> _Directive A_
According to the blog post about the road to Jebba, roughly how long is the drive from Ilorin to Jebba?

> _Text_
* * * * * * * * *

Wednesday, 12 October 2011

The Road to Jebba

I did think of calling this blog 'The Road to Heaven' but thought this might be a bit unfair on that particular route and certainly be misleading. I would not be at all surprised however,  to learn that many a motorist has met his maker on this stretch of road. They say the road to heaven is paved with good intentions -well there is little evidence of paving on this route, and even less of any intention on anybody's part to do anything about it.
 We were travelling to Jebba in order to monitor the procedures for delivering the MLA in primary schools. Jebba is in the north of the State near the River Niger, about 2 hours drive out of Ilorin. Our return was along the main highway that connects Kano with Lagos which you will appreciate is horrendously busy and choked with dust, fumes, traffic, people and police/road safety looking for the main chance. Nevertheless, there are still goats that seem to be able to find something to nibble in the middle of the carriageway - even though if they turned round they would see great quantities of roadside plants there for the nibbling; they are fearless in the face of  traffic and laugh at the threat to their existence posed by heavy trucks bearing down on them!
Almost every other vehicle on the Jebba road was a tanker or artic and the carcasses or broken bodies of their fellows were strewn along the way about every 100 metres or so -  not surprising given the state of the road:  potholes like bomb craters, the depth of Olympic swimming pools and three or four 'lanes' of traffic swerving and darting all over the road to avoid them. Our driver, Sam, was performing heroics continually, keeping us on the road and going in a forward direction. Broken down vehicles in mid-stream caused havoc and we saw one huge truck lying on its side, probably overloaded, having narrowly missing a line of wooden shacks and stalls as it toppled.

* * * * * * * * *

Items from a dataset
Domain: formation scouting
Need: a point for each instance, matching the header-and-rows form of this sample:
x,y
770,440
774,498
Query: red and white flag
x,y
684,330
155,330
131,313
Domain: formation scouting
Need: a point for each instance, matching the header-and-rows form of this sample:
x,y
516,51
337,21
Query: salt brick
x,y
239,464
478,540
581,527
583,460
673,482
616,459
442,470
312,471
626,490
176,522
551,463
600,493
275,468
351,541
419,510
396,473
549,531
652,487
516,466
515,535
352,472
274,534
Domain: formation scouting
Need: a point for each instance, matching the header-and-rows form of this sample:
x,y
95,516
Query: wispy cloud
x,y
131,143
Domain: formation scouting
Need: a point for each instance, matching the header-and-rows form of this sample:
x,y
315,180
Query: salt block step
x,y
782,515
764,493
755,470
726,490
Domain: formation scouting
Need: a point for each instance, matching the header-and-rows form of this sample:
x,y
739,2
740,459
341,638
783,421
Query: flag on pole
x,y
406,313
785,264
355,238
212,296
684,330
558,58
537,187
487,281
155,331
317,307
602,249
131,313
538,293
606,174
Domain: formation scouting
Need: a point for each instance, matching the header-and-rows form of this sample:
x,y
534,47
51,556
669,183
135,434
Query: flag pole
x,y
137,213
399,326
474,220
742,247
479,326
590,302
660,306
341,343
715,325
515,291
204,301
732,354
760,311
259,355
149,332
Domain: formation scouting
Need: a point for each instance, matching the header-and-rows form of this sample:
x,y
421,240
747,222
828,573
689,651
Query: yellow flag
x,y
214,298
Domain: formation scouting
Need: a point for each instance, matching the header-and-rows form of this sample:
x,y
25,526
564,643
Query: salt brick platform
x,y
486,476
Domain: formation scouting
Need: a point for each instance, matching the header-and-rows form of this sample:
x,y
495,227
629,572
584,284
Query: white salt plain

* * * * * * * * *

> _Directive B_
Pull out every line of the listing above that contains the string "flag", copying each line whole. Case counts.

> _Exercise output A_
About 2 hours.

> _Exercise output B_
Query: red and white flag
Query: flag on pole
Query: flag pole
Query: yellow flag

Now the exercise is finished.